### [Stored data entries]
/---

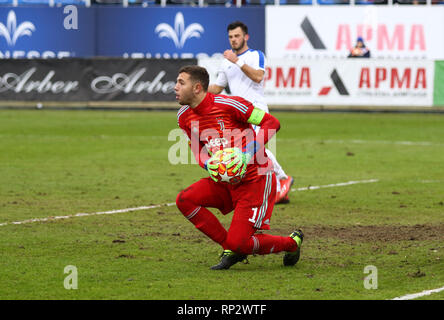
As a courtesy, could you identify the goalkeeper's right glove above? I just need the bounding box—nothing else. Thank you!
[205,150,223,182]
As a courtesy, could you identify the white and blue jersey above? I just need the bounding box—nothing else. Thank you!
[214,49,268,112]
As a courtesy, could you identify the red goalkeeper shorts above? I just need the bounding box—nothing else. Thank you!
[184,172,276,230]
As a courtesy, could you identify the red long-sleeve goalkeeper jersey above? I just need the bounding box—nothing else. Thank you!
[177,93,280,182]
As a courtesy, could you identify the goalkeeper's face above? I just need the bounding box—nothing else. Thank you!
[174,72,194,105]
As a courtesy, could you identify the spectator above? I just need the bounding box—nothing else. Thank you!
[348,37,370,58]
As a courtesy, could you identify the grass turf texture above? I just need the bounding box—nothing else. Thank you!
[0,110,444,300]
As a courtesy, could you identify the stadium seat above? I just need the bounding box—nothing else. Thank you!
[16,0,86,6]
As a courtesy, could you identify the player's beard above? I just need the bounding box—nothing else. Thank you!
[231,39,245,53]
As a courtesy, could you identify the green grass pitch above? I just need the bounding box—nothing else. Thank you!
[0,110,444,300]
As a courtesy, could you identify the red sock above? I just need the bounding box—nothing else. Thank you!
[222,221,298,254]
[252,234,298,254]
[184,207,227,244]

\---

### [EXERCISE TASK]
Reproduce every line of the material above, requests included, with each bounding box coordinate in the answers multiplied by 0.8 and rounded to the nearest whole number, halves rounded up. Omit the pictures from your response.

### [FULL ANSWER]
As a courtesy, could you identify the goalkeeper's right glove above? I just need the bounding box—nothing else. Thank you!
[164,120,178,146]
As a courtesy, could you identify the white and blue jersey above? I just need the bounding box—nothing else. Thank you!
[171,39,214,90]
As a courtesy, could you identify the red goalkeeper shorts above? I just need the bounding box—nothing else. Thank you!
[147,138,221,184]
As a courtesy, could you identify the red long-sleeve goalkeeper jersey above? I just need the bounding box—nothing else. Thank you!
[142,74,224,146]
As a courtesy, could you identify the goalkeeper's face above? I just need the bounding box—nothing else. Thank you!
[139,58,155,84]
As a courtesy, could you identify the spectator above? I just need the bounding box—nothing else. Thank you!
[278,30,296,46]
As a courtesy, could you identify the grass turf texture above? I just need the bounding box—nothing else. Thank you!
[0,88,355,240]
As a courtesy, could you identify the stadium seat above? I just need the bounding box—nothing else. Thank you!
[13,0,69,5]
As a courtesy, could you identify the player's beard above? I just need the bounding box—nothing else. Thank you!
[185,31,196,42]
As a courtesy, could you identify the green grass pitch above? I just need the bounding box—nothing else. Thank you!
[0,88,355,240]
As a courtesy, could you identify the red sock above? I just need the bounding box—nothing else. Thank you!
[178,177,238,203]
[202,187,238,203]
[147,166,182,195]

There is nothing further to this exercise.